Stored data entries
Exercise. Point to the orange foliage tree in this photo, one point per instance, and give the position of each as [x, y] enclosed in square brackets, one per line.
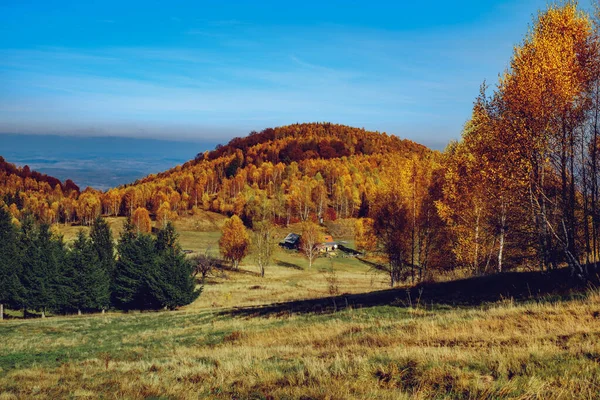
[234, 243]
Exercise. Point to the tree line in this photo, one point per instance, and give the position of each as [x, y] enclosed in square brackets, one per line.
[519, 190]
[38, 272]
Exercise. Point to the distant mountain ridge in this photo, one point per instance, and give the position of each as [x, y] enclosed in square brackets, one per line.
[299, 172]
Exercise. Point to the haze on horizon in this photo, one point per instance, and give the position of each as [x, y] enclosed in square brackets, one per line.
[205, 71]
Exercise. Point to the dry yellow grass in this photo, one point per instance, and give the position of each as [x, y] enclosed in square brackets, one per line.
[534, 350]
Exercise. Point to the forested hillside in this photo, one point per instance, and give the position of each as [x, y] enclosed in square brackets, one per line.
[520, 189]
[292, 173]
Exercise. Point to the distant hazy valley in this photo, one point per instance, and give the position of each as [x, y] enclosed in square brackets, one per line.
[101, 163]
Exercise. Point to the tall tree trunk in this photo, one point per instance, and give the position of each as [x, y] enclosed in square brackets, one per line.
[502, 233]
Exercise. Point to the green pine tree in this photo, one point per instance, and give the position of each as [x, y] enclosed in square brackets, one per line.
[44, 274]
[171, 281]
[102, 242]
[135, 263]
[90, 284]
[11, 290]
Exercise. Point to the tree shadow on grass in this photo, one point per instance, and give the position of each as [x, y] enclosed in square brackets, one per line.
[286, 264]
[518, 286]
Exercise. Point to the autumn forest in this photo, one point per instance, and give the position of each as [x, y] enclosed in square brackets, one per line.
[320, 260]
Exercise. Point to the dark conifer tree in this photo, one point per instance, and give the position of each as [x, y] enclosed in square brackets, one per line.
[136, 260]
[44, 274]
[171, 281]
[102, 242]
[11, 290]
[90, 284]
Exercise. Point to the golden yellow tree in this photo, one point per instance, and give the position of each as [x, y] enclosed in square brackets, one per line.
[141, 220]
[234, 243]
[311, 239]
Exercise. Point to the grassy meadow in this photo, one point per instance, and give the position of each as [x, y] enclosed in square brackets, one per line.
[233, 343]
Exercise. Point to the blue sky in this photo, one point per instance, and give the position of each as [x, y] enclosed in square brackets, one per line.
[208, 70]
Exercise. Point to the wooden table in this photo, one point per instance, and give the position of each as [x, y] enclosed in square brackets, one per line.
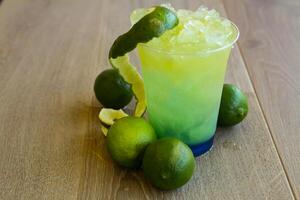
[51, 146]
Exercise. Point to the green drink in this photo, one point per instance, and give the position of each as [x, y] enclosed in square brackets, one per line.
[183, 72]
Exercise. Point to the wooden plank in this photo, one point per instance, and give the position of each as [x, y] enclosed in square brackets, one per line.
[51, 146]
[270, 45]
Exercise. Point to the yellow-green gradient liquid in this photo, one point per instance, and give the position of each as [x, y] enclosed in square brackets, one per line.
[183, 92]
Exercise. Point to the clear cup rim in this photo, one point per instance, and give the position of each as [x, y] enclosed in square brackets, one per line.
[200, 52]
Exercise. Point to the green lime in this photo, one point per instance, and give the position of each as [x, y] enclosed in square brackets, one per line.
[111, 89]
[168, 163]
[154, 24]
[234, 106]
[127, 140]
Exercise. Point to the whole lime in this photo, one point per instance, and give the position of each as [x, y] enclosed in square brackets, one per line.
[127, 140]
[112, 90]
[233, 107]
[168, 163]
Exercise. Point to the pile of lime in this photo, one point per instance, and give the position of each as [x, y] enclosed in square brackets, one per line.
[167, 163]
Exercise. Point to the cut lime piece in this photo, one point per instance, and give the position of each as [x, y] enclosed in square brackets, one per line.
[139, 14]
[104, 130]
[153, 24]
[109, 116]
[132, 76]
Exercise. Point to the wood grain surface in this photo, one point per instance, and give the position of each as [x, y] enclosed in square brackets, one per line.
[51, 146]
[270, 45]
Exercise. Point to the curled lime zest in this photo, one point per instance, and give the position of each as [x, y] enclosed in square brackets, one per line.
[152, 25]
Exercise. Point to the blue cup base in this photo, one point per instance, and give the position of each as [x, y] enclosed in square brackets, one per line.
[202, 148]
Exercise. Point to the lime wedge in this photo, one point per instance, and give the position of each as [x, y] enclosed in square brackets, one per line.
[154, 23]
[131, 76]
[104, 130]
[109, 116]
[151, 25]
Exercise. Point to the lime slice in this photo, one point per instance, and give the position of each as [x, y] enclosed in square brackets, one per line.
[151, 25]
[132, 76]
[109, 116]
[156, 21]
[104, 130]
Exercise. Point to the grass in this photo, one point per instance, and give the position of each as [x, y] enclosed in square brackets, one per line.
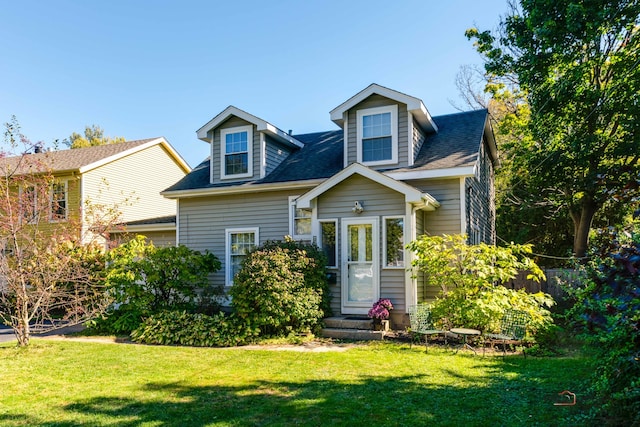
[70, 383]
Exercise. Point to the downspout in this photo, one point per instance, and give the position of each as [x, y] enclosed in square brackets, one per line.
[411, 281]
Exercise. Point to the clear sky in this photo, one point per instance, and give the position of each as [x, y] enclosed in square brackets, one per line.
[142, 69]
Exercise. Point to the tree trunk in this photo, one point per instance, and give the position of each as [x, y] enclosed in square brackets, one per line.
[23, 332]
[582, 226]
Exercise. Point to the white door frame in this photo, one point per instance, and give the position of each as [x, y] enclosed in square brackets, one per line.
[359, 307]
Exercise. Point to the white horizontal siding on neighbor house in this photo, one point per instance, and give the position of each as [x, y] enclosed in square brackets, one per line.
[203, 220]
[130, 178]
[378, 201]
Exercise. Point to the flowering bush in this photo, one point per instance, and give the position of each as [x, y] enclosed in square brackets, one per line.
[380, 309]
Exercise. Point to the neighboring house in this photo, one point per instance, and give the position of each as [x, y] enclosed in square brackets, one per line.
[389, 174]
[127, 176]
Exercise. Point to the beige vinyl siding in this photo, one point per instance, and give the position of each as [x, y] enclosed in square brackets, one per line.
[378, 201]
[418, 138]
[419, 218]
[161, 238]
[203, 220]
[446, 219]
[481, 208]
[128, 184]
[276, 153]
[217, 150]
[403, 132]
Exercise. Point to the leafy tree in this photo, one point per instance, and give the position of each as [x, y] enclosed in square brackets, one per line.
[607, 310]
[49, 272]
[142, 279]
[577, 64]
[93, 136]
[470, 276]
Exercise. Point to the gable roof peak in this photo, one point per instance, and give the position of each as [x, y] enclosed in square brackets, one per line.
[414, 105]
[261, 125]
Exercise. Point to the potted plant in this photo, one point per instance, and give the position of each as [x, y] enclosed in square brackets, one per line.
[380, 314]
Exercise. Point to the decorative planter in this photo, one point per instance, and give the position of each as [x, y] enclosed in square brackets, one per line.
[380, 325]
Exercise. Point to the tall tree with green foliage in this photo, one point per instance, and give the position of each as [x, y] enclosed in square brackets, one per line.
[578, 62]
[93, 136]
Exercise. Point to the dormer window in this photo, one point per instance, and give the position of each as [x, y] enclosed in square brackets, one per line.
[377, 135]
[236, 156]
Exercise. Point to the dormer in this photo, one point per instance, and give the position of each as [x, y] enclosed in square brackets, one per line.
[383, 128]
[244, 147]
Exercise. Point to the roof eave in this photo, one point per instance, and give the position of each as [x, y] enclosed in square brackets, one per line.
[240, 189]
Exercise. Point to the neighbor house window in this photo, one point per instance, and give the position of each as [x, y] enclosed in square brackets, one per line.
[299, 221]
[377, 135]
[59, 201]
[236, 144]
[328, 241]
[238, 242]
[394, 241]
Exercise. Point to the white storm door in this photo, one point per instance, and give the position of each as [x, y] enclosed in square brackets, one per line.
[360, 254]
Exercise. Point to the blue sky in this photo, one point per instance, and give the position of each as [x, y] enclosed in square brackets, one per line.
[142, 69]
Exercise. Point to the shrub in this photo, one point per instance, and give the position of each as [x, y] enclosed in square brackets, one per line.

--- Work to be completed ---
Rewrite all the items above, substituting "in this image" for every "in this photo" and changing nothing else. Omit the pictures from your answer.

--- Finished exercise ---
Exercise. Point to the orange foliage tree in this image, one point per instance, and give the position of each as [x, y] enclosed in square brackets, one per line.
[234, 243]
Exercise. Point to the tree line in this image, one point per instance, and give the position of each as [x, y] enclosed in square brackets, one per line.
[519, 190]
[38, 272]
Exercise. Point to the distant mountain ridge in this image, one point per instance, and give the position of each as [x, y] enclosed in square brackets, one per line.
[299, 172]
Exercise. Point to the haze on horizon in this image, one point per instance, and give the position of each as [x, y] enclosed in square brackets, one per line.
[205, 71]
Exercise. Point to the dry yellow grass in this image, one point per instance, and give the position of each as [x, y] enclosed in square brackets, one per line.
[534, 350]
Exercise. Point to the forested hillside in this image, one point per instance, and give the position of each as [x, y] enclosed in square brackets, one per line.
[520, 189]
[292, 173]
Exercise. Point to the distant hazy valley in this image, one point per instance, and give the position of each as [x, y] enclosed in square brackets, one per line.
[101, 163]
Exercise. Point to the tall tree trunk in this image, one point per instance, and give the position of each as [x, y] enclosed in square brackets, one per line.
[502, 233]
Exercise. Point to the green pine tree in this image, one point per instance, and give the position of each as [x, y] enclosed in square brackets, one per line.
[44, 274]
[171, 281]
[102, 242]
[135, 263]
[90, 284]
[11, 290]
Exercise. Point to the tree shadow on grass in this image, one point per instance, and give the position of each as [x, y] enclosed in square brackets, one per line.
[286, 264]
[518, 286]
Exercise. Point to the autumn forest in this image, one point per instance, and give the position of each as [x, y] enclosed in square brackets, one per line.
[320, 260]
Exercise. Point to the dark conifer tree in this image, one point per instance, and give the position of each as [x, y] enclosed in square brackets, one per line.
[136, 260]
[44, 274]
[171, 281]
[102, 242]
[11, 290]
[90, 284]
Exercise. Point to the golden yellow tree in this image, one point per instance, and give the position of each as [x, y] enclosed in square brackets, one per line.
[141, 220]
[234, 243]
[311, 239]
Exercise. Point to the grassy meadow in this image, one point per instance, and give the position of each as [x, y] enclosed in square brackets, one per line.
[233, 343]
Exercise. Point to the blue sky in this image, one point per instance, and give the position of each as [x, y] enclosed in square brackets, one per line.
[208, 70]
Exercise. Point to the wooden table in this image, one point per instance, and give the position of each as [x, y] enclosed in square brackets, one per line.
[51, 146]
Exercise. Point to the green drink in this image, one point per instance, and give the position of each as [x, y] enclosed in square brackets, one per line.
[183, 72]
Exercise. Point to the wooden plank in this image, one point per instance, and give the position of each as [x, y] enclosed in square brackets, one per line.
[51, 146]
[270, 45]
Exercise. Point to the yellow-green gradient liquid in this image, one point per instance, and give the position of each as [x, y] enclosed in square brackets, one per line.
[183, 92]
Exercise. Point to the clear cup rim in this image, one point per instance, and give the position of each as [x, y] enclosed in square brackets, one per line.
[200, 52]
Exercise. Point to the green lime in this image, one point per instance, and give the position of each as [x, y] enclosed in square brackets, one per line.
[111, 89]
[168, 163]
[154, 24]
[234, 106]
[127, 140]
Exercise. Point to the whole lime in this image, one point per instance, and give the position of each as [x, y] enclosed in square brackets, one per line.
[127, 140]
[112, 90]
[233, 107]
[168, 163]
Exercise. Point to the pile of lime in this image, one point per instance, and give the position of each as [x, y] enclosed in square brackets, one per line.
[167, 163]
Exercise. Point to the cut lime piece in this image, one point per instance, and give the position of each as [x, y] enclosed in square brackets, one per line.
[139, 14]
[104, 130]
[153, 24]
[109, 116]
[132, 76]
Exercise. Point to the wood grain surface in this image, one point per instance, and give the position of each as [x, y] enclosed in square brackets, one per line.
[51, 146]
[270, 45]
Exercise. Point to the curled lime zest in this image, one point per instance, and give the position of each as [x, y] enclosed in square brackets, one per line.
[152, 25]
Exercise. Point to the blue cup base in this image, one point per instance, and give the position of each as [x, y] enclosed in square brackets, one per line.
[202, 148]
Exercise. Point to the lime wedge in this image, one point per instance, and give the position of each as [x, y] enclosed in square brackets, one per line.
[154, 23]
[131, 76]
[104, 130]
[109, 116]
[151, 25]
Exercise. Point to the lime slice in this image, one point per instance, and give the position of each as [x, y] enclosed in square brackets, one per line.
[151, 25]
[132, 76]
[109, 116]
[156, 21]
[104, 130]
Exercise. Point to the grass in this image, one point per instance, and give the position of each as [x, y] enclosed in square brackets, one per line.
[70, 383]
Exercise. Point to the downspout in this image, one point per instance, and give the position of each as [x, y] enclosed in square brackets, one per line.
[411, 281]
Exercise. Point to the clear sky in this image, one point per instance, and give the position of each as [x, y] enclosed in square brackets, one per line.
[142, 69]
Exercise. Point to the tree trunk in this image, one point per instance, and give the position of each as [x, y] enclosed in square brackets, one per line.
[23, 332]
[582, 226]
Exercise. Point to the white door frame in this image, one point per instance, and give the position of each as [x, y] enclosed in square brackets, one per line.
[359, 307]
Exercise. Point to the white horizontal siding on neighbor house in this image, one point per instance, and give the position of each as [x, y] enclosed in square brackets, one per line.
[203, 220]
[130, 178]
[378, 201]
Exercise. Point to the flowering bush in this image, one point per instance, and give the position of each as [x, y] enclosed in square brackets, one per line.
[380, 309]
Exercise. Point to the neighboring house in this image, one point per instance, and give the position of each as [x, y] enclosed in square brackets, one per line.
[389, 174]
[127, 176]
Exercise. Point to the beige vinyl siding in this image, one point per instance, and give the position of each as [x, y] enclosed in square brackets, one per line.
[378, 201]
[418, 138]
[419, 218]
[161, 238]
[203, 220]
[446, 219]
[481, 208]
[128, 184]
[276, 153]
[217, 150]
[403, 132]
Exercise. Point to the leafy tree in this image, one point per instance, and give the position of each as [x, y] enclosed in square brackets, one per line.
[607, 310]
[49, 272]
[142, 279]
[577, 64]
[93, 136]
[470, 276]
Exercise. Point to the gable roof peak in this image, one point per instance, and give the position of each as [x, y] enclosed in square brackets, one per line.
[414, 105]
[261, 125]
Exercise. Point to the potted plant in this image, one point per instance, and give the position of each as [x, y] enclosed in square brackets, one per line.
[380, 314]
Exercise. Point to the decorative planter in this image, one point per instance, and give the position of each as [x, y] enclosed in square brackets, one per line.
[380, 325]
Exercise. Point to the tall tree with green foliage in this image, one point per instance, and give the position of each as [x, y] enclosed in square brackets, one per line.
[578, 62]
[93, 136]
Exercise. Point to the dormer window in this image, one point per instance, and give the position of each as [x, y] enclosed in square brackets, one per line.
[377, 135]
[236, 156]
Exercise. Point to the dormer in this image, one point per instance, and give the position of each as [x, y] enclosed in square brackets, one per line.
[383, 128]
[244, 147]
Exercise. Point to the roof eave in this image, one point per instance, and give the position of each as [x, y] enclosed in square brackets, one per line.
[240, 189]
Exercise. Point to the neighbor house window in this image, one point per instance, and give the position of each as [x, y] enclosed in square brackets, one per line.
[299, 221]
[377, 135]
[59, 201]
[236, 144]
[328, 241]
[238, 242]
[394, 241]
Exercise. Point to the white storm door in this image, one point per instance, and give the position of each as [x, y] enclosed in square brackets, one per line.
[360, 254]
Exercise. Point to the blue sky in this image, one point per instance, and give the position of each as [x, y] enclosed in square brackets, one per line.
[142, 69]
Exercise. Point to the shrub in this image, one point per instance, and give the position of each as [x, y] enclosed in square brackets, one per line.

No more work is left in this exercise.